*Description of the task*: Each entry needs to be restated exactly as written.

__________________________________________________

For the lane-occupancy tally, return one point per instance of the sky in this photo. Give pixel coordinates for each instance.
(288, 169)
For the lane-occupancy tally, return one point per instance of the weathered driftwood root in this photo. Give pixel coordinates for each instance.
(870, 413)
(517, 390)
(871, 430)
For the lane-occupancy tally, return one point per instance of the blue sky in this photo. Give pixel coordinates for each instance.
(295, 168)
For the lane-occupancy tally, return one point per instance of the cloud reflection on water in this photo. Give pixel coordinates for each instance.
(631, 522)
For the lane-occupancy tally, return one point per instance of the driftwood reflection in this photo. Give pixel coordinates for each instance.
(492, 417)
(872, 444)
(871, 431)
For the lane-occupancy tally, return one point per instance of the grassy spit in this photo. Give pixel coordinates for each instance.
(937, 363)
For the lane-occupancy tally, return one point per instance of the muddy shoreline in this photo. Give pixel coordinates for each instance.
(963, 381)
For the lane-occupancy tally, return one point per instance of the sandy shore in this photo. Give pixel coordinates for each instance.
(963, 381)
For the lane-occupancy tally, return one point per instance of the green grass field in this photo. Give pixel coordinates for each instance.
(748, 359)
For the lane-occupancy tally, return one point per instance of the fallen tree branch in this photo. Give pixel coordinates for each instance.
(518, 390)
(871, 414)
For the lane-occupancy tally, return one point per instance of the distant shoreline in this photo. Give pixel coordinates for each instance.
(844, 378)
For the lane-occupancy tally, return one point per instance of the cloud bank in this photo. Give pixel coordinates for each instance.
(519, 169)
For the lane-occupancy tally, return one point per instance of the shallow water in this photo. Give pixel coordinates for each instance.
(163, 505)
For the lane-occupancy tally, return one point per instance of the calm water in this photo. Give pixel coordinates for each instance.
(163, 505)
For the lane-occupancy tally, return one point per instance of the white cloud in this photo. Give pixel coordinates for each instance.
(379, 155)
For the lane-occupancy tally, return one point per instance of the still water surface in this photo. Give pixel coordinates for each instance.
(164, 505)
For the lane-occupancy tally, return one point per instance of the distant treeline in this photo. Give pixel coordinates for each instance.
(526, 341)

__________________________________________________

*Response*:
For the lane-occupancy tally, return one point per instance of the sky in this photo. Give pixel coordinates for each instance.
(288, 169)
For the lane-occupancy tally, return one point per instance of the weathered driftwood root in this photo. Give pixel coordinates for each instance.
(870, 413)
(517, 390)
(871, 430)
For the lane-occupancy tally, return one point per instance of the blue sky in this photo. Give pixel coordinates for each instance.
(295, 168)
For the lane-occupancy tally, return one point per instance of the cloud reflection on water in this photo. Give pixel coordinates for each instance.
(631, 522)
For the lane-occupancy tally, return one point per instance of the driftwood reflection in this photo. Give pixel coordinates for each instance.
(492, 417)
(872, 444)
(871, 431)
For the lane-occupancy tally, return one point per instance of the grassy spit in this photo. Give pixel coordinates for each instance.
(937, 363)
For the lane-occupancy tally, return one point per instance of the muddy shoreline in this photo. Give pixel coordinates for each instance.
(963, 381)
For the lane-occupancy tally, return one point per instance of the sandy shore in this photo. Give pixel coordinates for each instance.
(963, 381)
For the lane-occupancy tally, return one point per instance of the green grass field in this photo. Give pixel coordinates for each instance.
(748, 359)
For the lane-occupancy tally, return one point per instance of the fallen tree branch in this photo. Give pixel coordinates for each instance.
(518, 390)
(871, 414)
For the lane-occupancy tally, return one point per instance of the distant shoreline in this photo. Give pixel coordinates for each instance.
(844, 378)
For the lane-occupancy tally, return one point per instance of the cloud bank in this photo. Give pixel coordinates for each instance.
(519, 169)
For the lane-occupancy tally, return one point per instance of the shallow water in this photo. Give pixel coordinates for each instance.
(163, 505)
For the lane-occupancy tally, return one point per instance of the calm water in this photo. Give pixel coordinates for each instance.
(163, 505)
For the lane-occupancy tally, return one point per instance of the white cloud in this photo. Give pixel coordinates for each instance.
(379, 155)
For the lane-occupancy tally, return one point per instance of the still water surface in this photo. Give pixel coordinates for each instance.
(164, 505)
For the lane-occupancy tally, return one point per instance of the distant treeline in this photo. Give pixel coordinates for each instance.
(526, 341)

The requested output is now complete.